## Description of the task
Transcribe the whole listing below. Pictures do not go in the copy.

--- Supplied data Enclosed Below ---

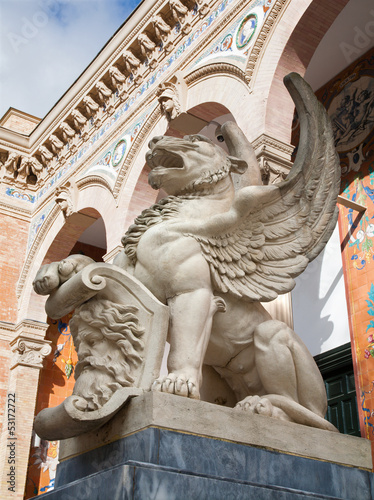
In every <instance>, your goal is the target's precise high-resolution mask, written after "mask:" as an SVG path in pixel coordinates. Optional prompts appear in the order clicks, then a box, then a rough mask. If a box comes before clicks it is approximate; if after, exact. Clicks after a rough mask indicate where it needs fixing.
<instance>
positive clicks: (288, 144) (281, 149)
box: [252, 134, 295, 156]
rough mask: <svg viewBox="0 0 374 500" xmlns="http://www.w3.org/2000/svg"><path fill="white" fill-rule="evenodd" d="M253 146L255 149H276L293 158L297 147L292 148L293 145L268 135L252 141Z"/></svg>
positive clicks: (264, 135)
mask: <svg viewBox="0 0 374 500" xmlns="http://www.w3.org/2000/svg"><path fill="white" fill-rule="evenodd" d="M252 146H253V147H254V148H255V149H258V148H260V147H262V148H266V147H267V148H274V149H277V150H278V151H280V152H282V153H286V154H288V155H290V156H291V154H292V153H293V150H294V149H295V146H292V144H288V143H287V142H283V141H280V140H279V139H276V138H275V137H272V136H270V135H268V134H261V135H259V136H258V137H257V139H255V140H254V141H252Z"/></svg>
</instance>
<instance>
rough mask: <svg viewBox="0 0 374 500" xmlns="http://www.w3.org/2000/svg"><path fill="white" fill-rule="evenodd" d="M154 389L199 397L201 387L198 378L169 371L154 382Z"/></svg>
mask: <svg viewBox="0 0 374 500" xmlns="http://www.w3.org/2000/svg"><path fill="white" fill-rule="evenodd" d="M152 391H159V392H168V393H169V394H177V395H178V396H184V397H186V398H192V399H199V398H200V394H199V389H198V384H197V382H196V380H194V379H193V378H191V377H186V375H184V374H176V373H168V374H167V375H166V376H165V377H160V378H158V379H156V380H155V381H154V382H153V385H152Z"/></svg>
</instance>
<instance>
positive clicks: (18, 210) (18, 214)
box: [0, 201, 31, 222]
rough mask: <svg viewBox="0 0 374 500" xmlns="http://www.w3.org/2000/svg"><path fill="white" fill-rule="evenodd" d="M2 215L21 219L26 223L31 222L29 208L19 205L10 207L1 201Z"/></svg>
mask: <svg viewBox="0 0 374 500" xmlns="http://www.w3.org/2000/svg"><path fill="white" fill-rule="evenodd" d="M0 214H3V215H9V216H10V217H14V218H16V219H21V220H23V221H25V222H30V221H31V210H27V208H24V207H19V206H17V205H10V204H9V203H5V202H4V201H0Z"/></svg>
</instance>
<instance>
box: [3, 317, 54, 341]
mask: <svg viewBox="0 0 374 500" xmlns="http://www.w3.org/2000/svg"><path fill="white" fill-rule="evenodd" d="M48 327H49V325H48V324H47V323H41V322H40V321H34V320H31V319H26V320H23V321H21V322H20V323H18V324H17V325H16V324H15V323H8V322H7V321H0V339H1V340H6V341H9V342H11V341H14V339H15V337H17V336H19V335H23V336H24V337H25V336H26V337H27V338H29V339H31V340H35V339H36V340H41V339H44V337H45V334H46V331H47V329H48Z"/></svg>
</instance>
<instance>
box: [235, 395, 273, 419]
mask: <svg viewBox="0 0 374 500" xmlns="http://www.w3.org/2000/svg"><path fill="white" fill-rule="evenodd" d="M235 409H236V410H244V411H248V412H249V413H258V414H260V415H266V416H268V417H271V416H273V411H274V406H273V405H272V404H271V403H270V401H269V400H268V399H266V397H261V396H248V397H246V398H244V399H243V400H242V401H239V403H237V404H236V405H235Z"/></svg>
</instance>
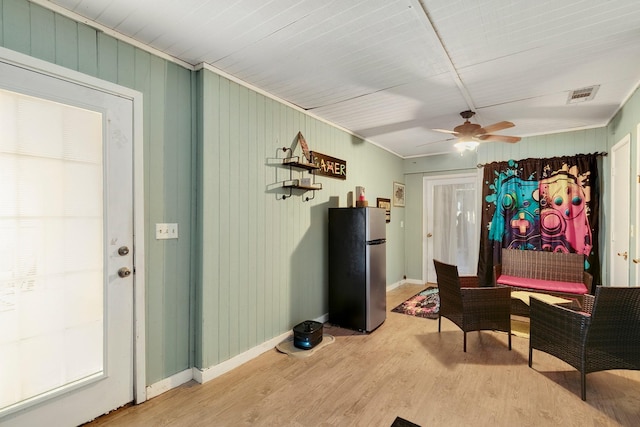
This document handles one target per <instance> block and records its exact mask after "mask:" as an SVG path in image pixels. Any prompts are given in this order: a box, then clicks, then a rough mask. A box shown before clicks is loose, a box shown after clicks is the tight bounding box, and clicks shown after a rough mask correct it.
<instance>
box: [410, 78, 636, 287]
mask: <svg viewBox="0 0 640 427" xmlns="http://www.w3.org/2000/svg"><path fill="white" fill-rule="evenodd" d="M638 123H640V91H638V90H636V91H635V93H634V94H633V96H631V97H630V98H629V100H628V101H627V102H626V103H625V105H624V106H623V108H621V109H620V111H619V112H618V113H617V114H616V115H615V116H614V118H613V119H612V120H611V122H610V123H609V124H608V125H607V126H606V127H601V128H594V129H586V130H578V131H573V132H564V133H557V134H549V135H541V136H534V137H528V138H523V139H522V141H520V142H519V143H517V144H504V143H483V144H481V145H480V146H479V147H478V150H477V152H466V153H464V155H462V156H460V155H459V154H451V155H443V156H431V157H420V158H411V159H405V160H404V168H405V172H406V174H407V175H406V177H405V180H406V181H407V197H408V201H407V213H406V217H407V227H408V229H410V230H422V224H423V222H422V218H423V212H422V211H423V178H424V177H425V176H429V175H439V174H442V175H449V174H458V173H468V172H474V171H475V169H476V167H475V166H476V165H477V164H485V163H490V162H493V161H505V160H510V159H514V160H518V159H525V158H528V157H555V156H571V155H574V154H579V153H595V152H609V151H610V149H611V147H612V146H613V145H615V144H616V143H617V142H618V141H619V140H620V139H622V138H623V137H624V136H625V135H627V134H631V156H632V158H631V170H632V172H631V176H635V175H636V174H637V172H634V171H637V170H638V167H639V166H638V164H637V151H638V139H637V137H638V135H637V131H636V126H637V124H638ZM610 169H611V167H610V161H609V158H608V157H607V156H605V157H602V162H601V170H600V181H601V205H600V207H601V221H600V224H601V228H600V236H601V237H600V246H601V247H600V256H601V258H602V259H601V262H602V281H603V283H604V284H607V277H608V266H609V260H608V249H607V248H608V240H609V236H608V232H609V229H608V225H607V219H608V218H609V212H610V209H611V208H610V204H611V200H610V196H609V193H610V187H609V181H610V179H609V176H610V173H611V171H610ZM631 192H632V194H630V198H631V209H630V211H631V221H632V222H635V213H636V209H638V201H637V200H636V196H635V188H634V187H632V188H631ZM410 202H411V203H410ZM638 226H640V224H636V228H637V227H638ZM423 234H424V233H415V232H414V233H408V234H407V235H406V239H405V253H406V254H407V265H406V271H407V276H408V278H409V279H414V280H422V262H423V256H424V254H423V250H422V247H423V245H422V235H423ZM635 245H636V238H635V237H633V236H632V238H631V242H630V255H632V254H634V253H635ZM639 256H640V254H635V257H636V258H638V257H639ZM631 258H632V257H630V259H631ZM638 280H640V278H638V277H636V275H635V269H634V268H633V265H632V266H631V277H630V283H632V284H637V283H638Z"/></svg>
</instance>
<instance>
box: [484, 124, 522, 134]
mask: <svg viewBox="0 0 640 427" xmlns="http://www.w3.org/2000/svg"><path fill="white" fill-rule="evenodd" d="M514 126H515V125H514V124H513V123H511V122H498V123H494V124H492V125H489V126H483V127H482V129H483V130H484V132H482V133H483V134H487V133H493V132H497V131H499V130H503V129H509V128H512V127H514Z"/></svg>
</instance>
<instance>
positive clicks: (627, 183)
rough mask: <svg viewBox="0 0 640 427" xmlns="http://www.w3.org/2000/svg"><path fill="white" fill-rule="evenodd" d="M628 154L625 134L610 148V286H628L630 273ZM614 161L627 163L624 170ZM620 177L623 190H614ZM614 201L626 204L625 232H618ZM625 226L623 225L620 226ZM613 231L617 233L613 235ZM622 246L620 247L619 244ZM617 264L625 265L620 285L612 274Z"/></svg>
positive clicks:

--- End of Enclosed Supplied data ---

## Answer section
In every <instance>, your goal is the target's precise high-resolution mask, written after "mask:" as an SVG path in pixel coordinates. Optional prompts appear in the order clicks, then a box, then a rough mask. If a box comes before clicks it is approximate; if after, exact. Clicks after a rough mask indicate where it needs fixing.
<instance>
positive clicks: (288, 144) (281, 149)
box: [252, 134, 295, 156]
rough mask: <svg viewBox="0 0 374 500" xmlns="http://www.w3.org/2000/svg"><path fill="white" fill-rule="evenodd" d="M253 146L255 149H276L293 158L297 147L292 148L293 145L268 135L252 141Z"/></svg>
positive clicks: (264, 135)
mask: <svg viewBox="0 0 374 500" xmlns="http://www.w3.org/2000/svg"><path fill="white" fill-rule="evenodd" d="M252 146H253V147H254V148H255V149H258V148H260V147H262V148H266V147H267V148H274V149H277V150H278V151H280V152H282V153H286V154H288V155H290V156H291V154H292V153H293V150H294V149H295V146H292V144H288V143H287V142H283V141H280V140H279V139H276V138H275V137H272V136H270V135H268V134H261V135H259V136H258V137H257V139H255V140H254V141H252Z"/></svg>
</instance>
<instance>
rough mask: <svg viewBox="0 0 374 500" xmlns="http://www.w3.org/2000/svg"><path fill="white" fill-rule="evenodd" d="M154 389L199 397L201 387L198 378L169 371L154 382Z"/></svg>
mask: <svg viewBox="0 0 374 500" xmlns="http://www.w3.org/2000/svg"><path fill="white" fill-rule="evenodd" d="M152 391H159V392H168V393H169V394H177V395H178V396H184V397H186V398H192V399H199V398H200V394H199V389H198V384H197V382H196V380H194V379H193V378H191V377H186V375H184V374H176V373H168V374H167V375H166V376H165V377H160V378H158V379H156V380H155V381H154V382H153V385H152Z"/></svg>
</instance>
<instance>
positive clicks: (18, 210) (18, 214)
box: [0, 201, 31, 222]
rough mask: <svg viewBox="0 0 374 500" xmlns="http://www.w3.org/2000/svg"><path fill="white" fill-rule="evenodd" d="M2 215L21 219L26 223L31 222L29 208L19 205L10 207L1 201Z"/></svg>
mask: <svg viewBox="0 0 374 500" xmlns="http://www.w3.org/2000/svg"><path fill="white" fill-rule="evenodd" d="M0 214H3V215H9V216H10V217H14V218H16V219H21V220H23V221H25V222H30V221H31V210H27V208H24V207H19V206H17V205H10V204H9V203H5V202H4V201H0Z"/></svg>
</instance>
<instance>
box: [3, 317, 54, 341]
mask: <svg viewBox="0 0 374 500" xmlns="http://www.w3.org/2000/svg"><path fill="white" fill-rule="evenodd" d="M48 327H49V325H48V324H47V323H41V322H40V321H34V320H31V319H26V320H23V321H21V322H20V323H18V324H17V325H16V324H15V323H8V322H7V321H0V339H1V340H6V341H9V342H11V341H14V339H15V337H17V336H19V335H23V336H24V337H25V336H26V337H27V338H29V339H31V340H35V339H36V340H41V339H44V337H45V334H46V331H47V329H48Z"/></svg>
</instance>
<instance>
box: [235, 395, 273, 419]
mask: <svg viewBox="0 0 374 500" xmlns="http://www.w3.org/2000/svg"><path fill="white" fill-rule="evenodd" d="M235 409H236V410H244V411H248V412H249V413H258V414H260V415H266V416H268V417H271V416H273V411H274V406H273V405H272V404H271V403H270V401H269V400H268V399H266V397H261V396H248V397H246V398H244V399H243V400H242V401H239V403H237V404H236V405H235Z"/></svg>
</instance>
This document handles one target per <instance> block and records its exact mask after "mask:" as an SVG path in image pixels. Any prompts are given in this order: a box, then clicks, then a rough mask. A box shown before clicks is loose, a box shown after clicks is the tight bounding box, and clicks shown after a rough mask correct it.
<instance>
box: [410, 78, 636, 287]
mask: <svg viewBox="0 0 640 427" xmlns="http://www.w3.org/2000/svg"><path fill="white" fill-rule="evenodd" d="M638 123H640V91H638V90H636V91H635V93H634V94H633V96H631V97H630V98H629V100H628V101H627V102H626V103H625V105H624V106H623V108H621V109H620V111H619V112H618V113H617V114H616V115H615V116H614V118H613V119H612V120H611V122H610V123H609V124H608V125H607V126H606V127H601V128H594V129H586V130H578V131H573V132H564V133H557V134H549V135H541V136H534V137H528V138H523V139H522V141H520V142H519V143H517V144H504V143H483V144H481V145H480V146H479V147H478V150H477V152H466V153H464V155H462V156H460V155H459V154H451V155H443V156H431V157H420V158H411V159H405V160H404V168H405V172H406V174H407V175H406V177H405V180H406V181H407V197H408V201H407V213H406V217H407V227H408V229H410V230H422V224H423V222H422V218H423V212H422V211H423V178H424V177H425V176H429V175H439V174H442V175H449V174H458V173H468V172H474V171H475V169H476V167H475V166H476V165H477V164H485V163H490V162H493V161H505V160H510V159H514V160H518V159H525V158H528V157H555V156H571V155H574V154H579V153H595V152H609V151H610V149H611V147H612V146H613V145H615V144H616V143H617V142H618V141H619V140H620V139H622V138H623V137H624V136H625V135H627V134H631V156H632V158H631V170H632V172H631V176H635V175H636V174H637V172H634V171H637V170H638V167H639V166H638V164H637V151H638V139H637V137H638V135H637V131H636V126H637V124H638ZM610 169H611V167H610V161H609V158H608V157H607V156H605V157H602V162H601V170H600V181H601V205H600V207H601V221H600V224H601V228H600V236H601V237H600V246H601V247H600V256H601V258H602V259H601V262H602V281H603V283H604V284H607V277H608V266H609V260H608V249H607V248H608V240H609V236H608V232H609V229H608V225H607V219H608V218H609V212H610V209H611V208H610V204H611V200H610V196H609V193H610V187H609V181H610V179H609V176H610V173H611V171H610ZM631 192H632V194H630V198H631V209H630V211H631V221H632V222H635V213H636V209H638V201H637V200H636V196H635V188H634V187H632V188H631ZM410 202H411V203H410ZM638 226H640V224H636V228H637V227H638ZM423 234H424V233H415V232H414V233H408V234H407V235H406V239H405V253H406V254H407V265H406V271H407V276H408V278H409V279H414V280H422V262H423V256H424V254H423V250H422V247H423V245H422V235H423ZM635 245H636V238H635V237H633V236H632V238H631V242H630V255H632V254H634V253H635ZM639 256H640V254H635V257H636V258H638V257H639ZM631 258H632V257H630V259H631ZM638 280H640V278H638V277H636V275H635V269H634V268H633V265H632V266H631V277H630V283H632V284H637V283H638Z"/></svg>
</instance>
<instance>
box: [484, 124, 522, 134]
mask: <svg viewBox="0 0 640 427" xmlns="http://www.w3.org/2000/svg"><path fill="white" fill-rule="evenodd" d="M514 126H515V125H514V124H513V123H511V122H498V123H494V124H492V125H489V126H483V127H482V129H483V130H484V132H482V133H483V134H487V133H493V132H497V131H499V130H503V129H509V128H512V127H514Z"/></svg>
</instance>
<instance>
positive clicks: (627, 183)
rough mask: <svg viewBox="0 0 640 427" xmlns="http://www.w3.org/2000/svg"><path fill="white" fill-rule="evenodd" d="M628 154L625 134L610 148V286H628L630 273ZM614 161L627 163L624 170ZM620 177L623 190H614ZM614 201L626 204L625 232H618ZM625 226L623 225L620 226ZM613 231L617 233L613 235ZM622 246L620 247L619 244ZM617 264L625 265L620 285L612 274Z"/></svg>
positive clicks:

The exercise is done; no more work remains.